● **Your goal**
Output as a JSON list of strings the lines from the line containing "Dataset curation step: class = distant" up to and including the line containing "[0,0,1344,486]", one string per line, leaving out any blank lines.

Entries on locating named things
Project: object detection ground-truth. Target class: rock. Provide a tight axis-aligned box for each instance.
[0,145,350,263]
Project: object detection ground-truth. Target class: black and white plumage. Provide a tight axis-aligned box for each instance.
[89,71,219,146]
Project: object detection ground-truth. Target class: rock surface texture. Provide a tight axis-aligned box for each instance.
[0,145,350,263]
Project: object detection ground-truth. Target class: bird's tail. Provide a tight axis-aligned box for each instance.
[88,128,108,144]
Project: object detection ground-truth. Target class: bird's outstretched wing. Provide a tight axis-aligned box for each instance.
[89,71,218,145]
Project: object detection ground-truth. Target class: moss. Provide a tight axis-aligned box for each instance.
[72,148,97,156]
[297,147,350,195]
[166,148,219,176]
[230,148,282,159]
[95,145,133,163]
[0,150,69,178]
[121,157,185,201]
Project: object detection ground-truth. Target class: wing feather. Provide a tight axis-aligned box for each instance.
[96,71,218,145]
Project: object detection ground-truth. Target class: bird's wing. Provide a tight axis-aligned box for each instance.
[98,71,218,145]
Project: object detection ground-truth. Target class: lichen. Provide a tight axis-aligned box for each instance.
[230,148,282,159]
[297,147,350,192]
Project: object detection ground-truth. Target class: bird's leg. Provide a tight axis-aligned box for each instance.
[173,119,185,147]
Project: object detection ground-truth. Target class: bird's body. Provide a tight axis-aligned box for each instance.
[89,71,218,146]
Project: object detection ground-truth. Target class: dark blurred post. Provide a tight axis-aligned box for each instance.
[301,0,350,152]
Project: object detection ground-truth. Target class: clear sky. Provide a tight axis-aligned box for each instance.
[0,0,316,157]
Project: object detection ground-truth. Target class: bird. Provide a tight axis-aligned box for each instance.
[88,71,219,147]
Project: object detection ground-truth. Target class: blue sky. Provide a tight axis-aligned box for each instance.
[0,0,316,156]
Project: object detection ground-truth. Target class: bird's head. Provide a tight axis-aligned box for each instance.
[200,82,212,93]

* * *

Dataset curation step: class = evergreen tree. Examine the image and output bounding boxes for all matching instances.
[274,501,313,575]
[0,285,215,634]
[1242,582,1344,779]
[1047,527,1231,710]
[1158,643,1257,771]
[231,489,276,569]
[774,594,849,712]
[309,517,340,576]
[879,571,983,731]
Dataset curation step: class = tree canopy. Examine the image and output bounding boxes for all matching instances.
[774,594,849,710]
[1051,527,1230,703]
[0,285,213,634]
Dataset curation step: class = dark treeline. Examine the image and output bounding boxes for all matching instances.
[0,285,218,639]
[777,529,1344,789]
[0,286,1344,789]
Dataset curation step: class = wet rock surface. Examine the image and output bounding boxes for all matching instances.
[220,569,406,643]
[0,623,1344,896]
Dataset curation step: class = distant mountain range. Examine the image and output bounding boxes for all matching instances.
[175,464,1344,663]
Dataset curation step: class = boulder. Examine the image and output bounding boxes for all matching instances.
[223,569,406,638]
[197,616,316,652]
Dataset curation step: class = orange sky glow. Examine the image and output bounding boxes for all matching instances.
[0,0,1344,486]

● **Exercise output**
[
  "Dataset curation step: class = distant mountain range. Examine the image and output bounding boxes for all matching instances.",
  "[175,464,1344,663]",
  "Dataset curation step: class = boulder. Examine the image and output bounding boxes for all matching instances.",
  "[223,569,406,638]",
  "[197,616,316,652]",
  "Dataset curation step: class = orange sky glow. Examine the image and output bounding boxes for all matching instances.",
  "[0,0,1344,486]"
]